:: DATA ENTRIES ::

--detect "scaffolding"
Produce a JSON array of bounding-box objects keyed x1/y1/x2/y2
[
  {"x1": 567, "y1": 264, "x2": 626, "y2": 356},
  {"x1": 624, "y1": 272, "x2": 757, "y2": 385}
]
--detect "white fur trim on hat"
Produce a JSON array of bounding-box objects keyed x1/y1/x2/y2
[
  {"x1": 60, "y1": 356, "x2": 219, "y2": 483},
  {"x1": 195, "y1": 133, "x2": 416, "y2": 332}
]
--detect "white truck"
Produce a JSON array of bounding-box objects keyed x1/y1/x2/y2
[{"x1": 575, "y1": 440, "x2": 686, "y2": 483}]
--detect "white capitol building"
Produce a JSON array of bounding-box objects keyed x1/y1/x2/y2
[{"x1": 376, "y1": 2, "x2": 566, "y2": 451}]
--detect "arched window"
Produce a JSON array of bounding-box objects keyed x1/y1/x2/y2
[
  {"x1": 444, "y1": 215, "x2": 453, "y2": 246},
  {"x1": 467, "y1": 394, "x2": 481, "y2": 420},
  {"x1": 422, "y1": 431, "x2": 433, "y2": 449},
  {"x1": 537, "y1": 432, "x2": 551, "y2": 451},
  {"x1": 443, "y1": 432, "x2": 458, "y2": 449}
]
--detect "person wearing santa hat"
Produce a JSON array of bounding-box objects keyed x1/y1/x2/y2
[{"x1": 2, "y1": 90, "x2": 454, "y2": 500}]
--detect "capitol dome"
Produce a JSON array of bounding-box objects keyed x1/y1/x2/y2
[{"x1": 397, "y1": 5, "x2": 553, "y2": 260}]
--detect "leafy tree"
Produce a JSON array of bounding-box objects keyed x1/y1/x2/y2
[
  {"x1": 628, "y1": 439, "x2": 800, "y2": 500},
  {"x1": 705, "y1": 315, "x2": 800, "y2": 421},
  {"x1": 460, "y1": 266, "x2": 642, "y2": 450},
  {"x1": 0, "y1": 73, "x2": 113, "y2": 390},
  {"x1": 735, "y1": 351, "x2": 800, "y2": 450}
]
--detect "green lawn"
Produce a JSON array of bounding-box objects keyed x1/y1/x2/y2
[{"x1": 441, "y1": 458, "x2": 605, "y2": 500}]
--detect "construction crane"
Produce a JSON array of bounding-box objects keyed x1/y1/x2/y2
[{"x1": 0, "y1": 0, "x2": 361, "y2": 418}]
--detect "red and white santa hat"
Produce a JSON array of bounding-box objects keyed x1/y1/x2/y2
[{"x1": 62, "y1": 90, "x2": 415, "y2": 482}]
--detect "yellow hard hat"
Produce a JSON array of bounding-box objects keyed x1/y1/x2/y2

:::

### EXERCISE REQUIREMENTS
Recopy the entries above in their entirety, exactly.

### WRITTEN SOLUTION
--detect "scaffolding"
Produce a JSON array of bounding-box objects keyed x1/y1/x2/y2
[
  {"x1": 567, "y1": 264, "x2": 626, "y2": 356},
  {"x1": 624, "y1": 272, "x2": 757, "y2": 385}
]
--detect "white fur trim on hat"
Produce a JSON array of bounding-box objects keyed x1/y1/x2/y2
[
  {"x1": 60, "y1": 356, "x2": 219, "y2": 483},
  {"x1": 195, "y1": 133, "x2": 416, "y2": 332}
]
--detect "white truck"
Produce a JSON array of bounding-box objects keyed x1/y1/x2/y2
[{"x1": 575, "y1": 440, "x2": 686, "y2": 483}]
--detect "white capitol building"
Produce a JSON array of bounding-box objects keyed x1/y1/x2/y2
[{"x1": 376, "y1": 2, "x2": 566, "y2": 451}]
--detect "arched window"
Produce a JSON array of bounding-box objects keyed x1/y1/x2/y2
[
  {"x1": 444, "y1": 215, "x2": 453, "y2": 246},
  {"x1": 467, "y1": 394, "x2": 481, "y2": 420},
  {"x1": 422, "y1": 431, "x2": 433, "y2": 449},
  {"x1": 537, "y1": 432, "x2": 551, "y2": 451},
  {"x1": 443, "y1": 432, "x2": 458, "y2": 449}
]
--detect "person wearing santa hat"
Produce a JSON array of bounding-box objects keyed x1/y1/x2/y2
[{"x1": 2, "y1": 90, "x2": 454, "y2": 500}]
--detect "capitol dome"
Produce a JSON array of bounding-box objects keyed x1/y1/x2/y2
[{"x1": 397, "y1": 5, "x2": 553, "y2": 260}]
--detect "leafy tree"
Produce a JSON array of bounding-box objects keyed x1/y1/x2/y2
[
  {"x1": 628, "y1": 439, "x2": 800, "y2": 500},
  {"x1": 705, "y1": 315, "x2": 800, "y2": 421},
  {"x1": 460, "y1": 266, "x2": 642, "y2": 450},
  {"x1": 0, "y1": 73, "x2": 113, "y2": 390},
  {"x1": 735, "y1": 351, "x2": 800, "y2": 450}
]
--detect "green lawn"
Produce a JSON array of bounding-box objects keyed x1/y1/x2/y2
[{"x1": 441, "y1": 458, "x2": 605, "y2": 500}]
--detect "construction crane"
Produce a JSON array of bounding-box objects keyed x1/y1/x2/y2
[{"x1": 0, "y1": 0, "x2": 361, "y2": 418}]
--detect "red and white santa hat"
Produce a JSON array of bounding-box objects keyed x1/y1/x2/y2
[{"x1": 62, "y1": 90, "x2": 415, "y2": 482}]
--detect "yellow hard hat"
Produce a JSON array of bounding-box objects keyed x1/y1/x2/y2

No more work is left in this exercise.